Quote the material exactly from the line that contains "white door in the photograph above." through its last line. Any pictures are to be left out.

Entries shown:
--- Begin ---

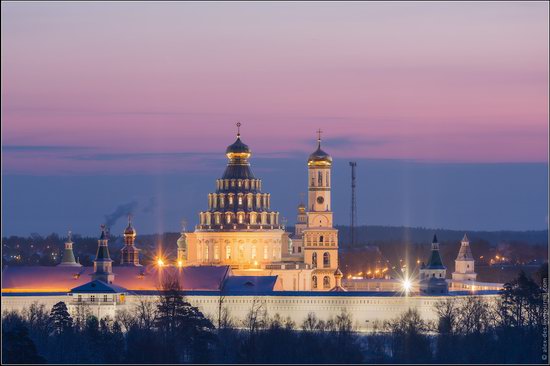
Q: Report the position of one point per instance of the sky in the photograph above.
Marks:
(112, 107)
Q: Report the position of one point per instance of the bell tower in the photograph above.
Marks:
(320, 238)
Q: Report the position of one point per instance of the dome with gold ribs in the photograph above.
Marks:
(238, 202)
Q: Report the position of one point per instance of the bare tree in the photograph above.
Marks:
(145, 310)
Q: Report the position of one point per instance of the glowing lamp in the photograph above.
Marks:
(407, 285)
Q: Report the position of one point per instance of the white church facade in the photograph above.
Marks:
(240, 252)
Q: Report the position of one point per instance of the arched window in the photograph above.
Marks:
(326, 260)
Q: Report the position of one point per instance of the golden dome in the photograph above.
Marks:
(319, 157)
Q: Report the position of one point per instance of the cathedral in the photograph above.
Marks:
(239, 253)
(241, 230)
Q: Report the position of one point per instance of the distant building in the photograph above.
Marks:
(432, 275)
(239, 254)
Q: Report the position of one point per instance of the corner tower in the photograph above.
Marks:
(103, 264)
(320, 238)
(239, 228)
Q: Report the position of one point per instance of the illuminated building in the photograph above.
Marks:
(103, 264)
(129, 253)
(320, 239)
(68, 255)
(464, 262)
(432, 275)
(239, 228)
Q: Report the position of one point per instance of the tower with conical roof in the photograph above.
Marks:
(182, 245)
(68, 255)
(320, 237)
(103, 264)
(432, 275)
(464, 262)
(129, 252)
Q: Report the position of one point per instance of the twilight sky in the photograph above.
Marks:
(443, 105)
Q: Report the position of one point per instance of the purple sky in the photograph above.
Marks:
(155, 88)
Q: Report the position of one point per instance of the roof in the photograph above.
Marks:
(238, 147)
(63, 279)
(465, 252)
(102, 253)
(98, 286)
(250, 284)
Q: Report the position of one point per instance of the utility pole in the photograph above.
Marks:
(353, 164)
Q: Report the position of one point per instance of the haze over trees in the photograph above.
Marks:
(170, 330)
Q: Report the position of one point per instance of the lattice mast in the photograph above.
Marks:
(353, 214)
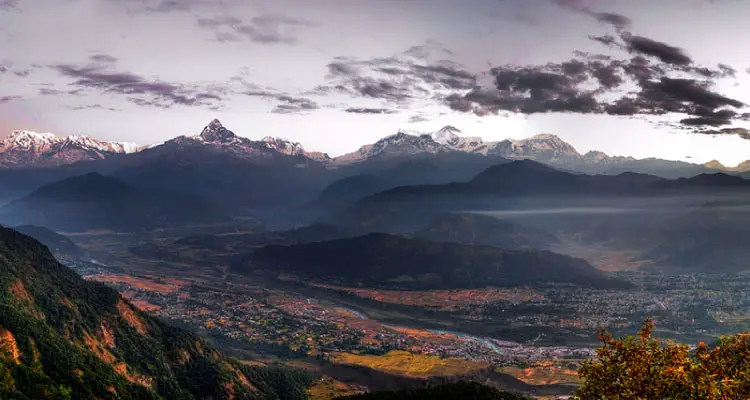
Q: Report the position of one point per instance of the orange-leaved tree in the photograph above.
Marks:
(645, 368)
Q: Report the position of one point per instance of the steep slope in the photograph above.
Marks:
(382, 259)
(26, 149)
(713, 238)
(94, 201)
(63, 337)
(61, 246)
(485, 230)
(228, 169)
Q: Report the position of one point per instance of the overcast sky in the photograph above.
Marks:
(644, 78)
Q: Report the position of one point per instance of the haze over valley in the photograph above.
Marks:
(211, 200)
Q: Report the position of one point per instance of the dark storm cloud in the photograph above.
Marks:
(103, 58)
(266, 29)
(620, 22)
(7, 5)
(396, 79)
(741, 132)
(366, 110)
(8, 99)
(139, 90)
(294, 105)
(598, 84)
(664, 52)
(94, 107)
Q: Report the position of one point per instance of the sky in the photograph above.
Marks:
(642, 78)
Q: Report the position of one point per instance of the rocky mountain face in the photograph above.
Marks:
(546, 148)
(26, 149)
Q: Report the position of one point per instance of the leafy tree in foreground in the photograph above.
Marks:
(643, 367)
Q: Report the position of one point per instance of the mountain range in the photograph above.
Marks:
(95, 201)
(25, 149)
(62, 337)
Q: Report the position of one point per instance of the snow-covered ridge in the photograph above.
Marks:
(36, 141)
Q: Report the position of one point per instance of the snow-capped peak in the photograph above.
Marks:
(446, 135)
(23, 148)
(23, 139)
(216, 132)
(284, 146)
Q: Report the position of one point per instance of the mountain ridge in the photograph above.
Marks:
(24, 148)
(62, 337)
(544, 147)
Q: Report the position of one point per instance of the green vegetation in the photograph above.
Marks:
(403, 363)
(460, 390)
(643, 367)
(486, 231)
(65, 338)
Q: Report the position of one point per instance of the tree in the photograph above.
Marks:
(643, 367)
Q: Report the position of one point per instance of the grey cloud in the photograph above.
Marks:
(137, 89)
(161, 6)
(266, 29)
(94, 107)
(592, 85)
(7, 5)
(8, 99)
(396, 79)
(620, 22)
(429, 49)
(50, 92)
(664, 52)
(103, 58)
(741, 132)
(288, 104)
(366, 110)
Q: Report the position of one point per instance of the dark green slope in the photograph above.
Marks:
(383, 259)
(486, 231)
(453, 391)
(65, 338)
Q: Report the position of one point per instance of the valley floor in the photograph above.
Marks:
(537, 335)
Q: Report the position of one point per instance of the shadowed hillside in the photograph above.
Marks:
(65, 338)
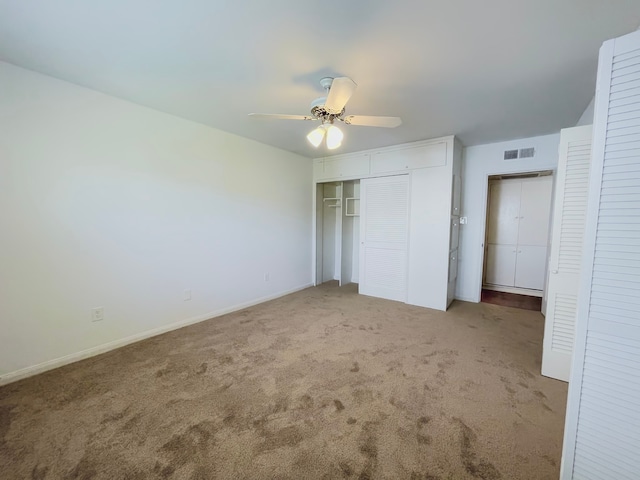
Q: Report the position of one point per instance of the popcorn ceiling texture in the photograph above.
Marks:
(320, 384)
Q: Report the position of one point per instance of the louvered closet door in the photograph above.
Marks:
(384, 208)
(570, 209)
(602, 434)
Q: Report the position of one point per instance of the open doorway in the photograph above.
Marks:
(517, 239)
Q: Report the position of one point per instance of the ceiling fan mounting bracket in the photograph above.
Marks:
(326, 82)
(319, 112)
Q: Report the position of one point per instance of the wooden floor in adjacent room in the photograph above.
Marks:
(526, 302)
(320, 384)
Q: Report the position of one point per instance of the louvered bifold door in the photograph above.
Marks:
(602, 433)
(384, 208)
(570, 209)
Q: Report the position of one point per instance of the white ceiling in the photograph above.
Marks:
(485, 70)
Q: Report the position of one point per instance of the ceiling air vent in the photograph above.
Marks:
(527, 152)
(510, 154)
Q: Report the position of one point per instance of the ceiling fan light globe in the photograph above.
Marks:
(315, 136)
(334, 137)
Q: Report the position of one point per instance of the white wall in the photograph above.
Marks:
(107, 203)
(587, 115)
(478, 163)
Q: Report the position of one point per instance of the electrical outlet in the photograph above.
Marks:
(97, 314)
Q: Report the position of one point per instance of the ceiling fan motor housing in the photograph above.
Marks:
(318, 110)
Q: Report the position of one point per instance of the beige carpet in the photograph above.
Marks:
(320, 384)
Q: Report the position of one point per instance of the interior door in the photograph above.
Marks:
(535, 203)
(384, 213)
(531, 263)
(504, 212)
(569, 215)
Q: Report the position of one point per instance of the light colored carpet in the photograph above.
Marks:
(321, 384)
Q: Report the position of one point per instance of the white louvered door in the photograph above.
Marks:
(384, 209)
(570, 209)
(602, 431)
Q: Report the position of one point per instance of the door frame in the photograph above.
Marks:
(485, 213)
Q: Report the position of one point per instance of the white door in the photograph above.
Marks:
(531, 263)
(535, 206)
(602, 438)
(504, 212)
(570, 208)
(384, 208)
(501, 265)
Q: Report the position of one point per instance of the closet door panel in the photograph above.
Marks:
(383, 237)
(570, 208)
(455, 233)
(601, 431)
(501, 265)
(504, 212)
(535, 203)
(530, 267)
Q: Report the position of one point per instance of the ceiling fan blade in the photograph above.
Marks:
(372, 121)
(279, 116)
(339, 94)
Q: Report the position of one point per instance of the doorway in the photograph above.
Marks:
(337, 232)
(517, 239)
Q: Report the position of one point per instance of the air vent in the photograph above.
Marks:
(522, 153)
(510, 154)
(527, 152)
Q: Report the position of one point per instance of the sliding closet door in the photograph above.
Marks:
(384, 208)
(570, 209)
(602, 439)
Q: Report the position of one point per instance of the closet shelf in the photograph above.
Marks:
(336, 205)
(354, 211)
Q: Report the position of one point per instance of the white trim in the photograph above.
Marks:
(588, 253)
(106, 347)
(516, 290)
(483, 227)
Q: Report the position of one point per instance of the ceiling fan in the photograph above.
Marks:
(330, 108)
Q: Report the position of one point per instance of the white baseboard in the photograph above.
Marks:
(516, 290)
(106, 347)
(466, 299)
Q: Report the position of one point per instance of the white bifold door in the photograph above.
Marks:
(570, 208)
(602, 430)
(384, 214)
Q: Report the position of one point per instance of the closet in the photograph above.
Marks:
(517, 234)
(388, 219)
(602, 439)
(337, 231)
(570, 209)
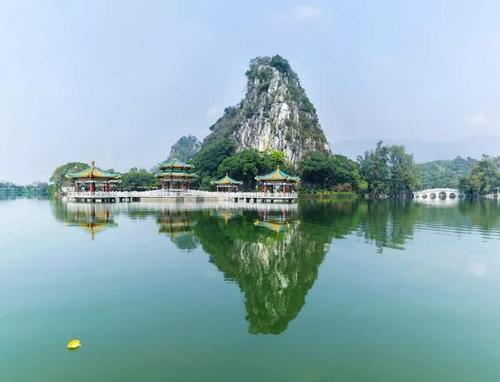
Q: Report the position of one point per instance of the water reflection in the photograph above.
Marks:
(179, 225)
(92, 218)
(273, 253)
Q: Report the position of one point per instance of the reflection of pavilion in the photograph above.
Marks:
(227, 214)
(178, 225)
(91, 218)
(277, 221)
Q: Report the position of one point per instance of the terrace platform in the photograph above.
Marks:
(181, 196)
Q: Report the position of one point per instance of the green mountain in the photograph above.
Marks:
(275, 113)
(185, 148)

--- End ---

Answer to this task:
Q: Report the position of one point per instance of the white door in the photograph above.
Marks:
(531, 263)
(535, 206)
(602, 438)
(504, 212)
(570, 208)
(384, 208)
(501, 265)
Q: Report the position of one point per instance of the closet door panel in the photograph above.
Marks:
(383, 237)
(570, 208)
(455, 233)
(601, 431)
(501, 265)
(504, 212)
(535, 203)
(530, 267)
Q: Report the position of one point per instance of the ceiling fan blade in the photograph above.
Marks:
(372, 121)
(279, 116)
(339, 94)
Q: Report the position of one point per instance of the doorway in the photograph above.
Marks:
(337, 232)
(517, 239)
Q: Report the position of one point per instance of the air vent in the photograph above.
Marks:
(522, 153)
(510, 154)
(527, 152)
Q: Report the position of one point per instance of the sliding closet door in the photograph above.
Marks:
(384, 208)
(570, 209)
(602, 439)
Q: Report the position of one point per instance of the closet shelf in the photograph above.
Marks:
(336, 205)
(354, 211)
Q: Report the position of one point per instance of the white trim in the photograph above.
Marks:
(588, 253)
(106, 347)
(516, 290)
(483, 227)
Q: Report the position of one point per instance of the ceiling fan in the photograph above.
Marks:
(330, 108)
Q: Report the position of one point per instance of the white baseboard in the photograph above.
Marks:
(516, 290)
(106, 347)
(466, 299)
Q: Report the position of one point per instance of the white bifold door in the photograph above.
Marks:
(570, 208)
(602, 430)
(384, 214)
Q: Report the position of one point per instance of the closet in the photograph above.
Marks:
(517, 234)
(388, 219)
(602, 439)
(337, 231)
(570, 209)
Q: Report the position of one point per instance of the water reflection in the photograph above.
Marks:
(179, 225)
(92, 218)
(273, 253)
Q: Report the position of one point per instance of the reflection of pavilion in the photograph above.
Marks:
(227, 214)
(178, 225)
(91, 218)
(277, 221)
Q: Report the position of one point per instance of the terrace platform in the photograph above.
Marks:
(181, 196)
Q: Report the position of one point per instance of the green mountain in the photograph above.
Marks:
(275, 113)
(185, 148)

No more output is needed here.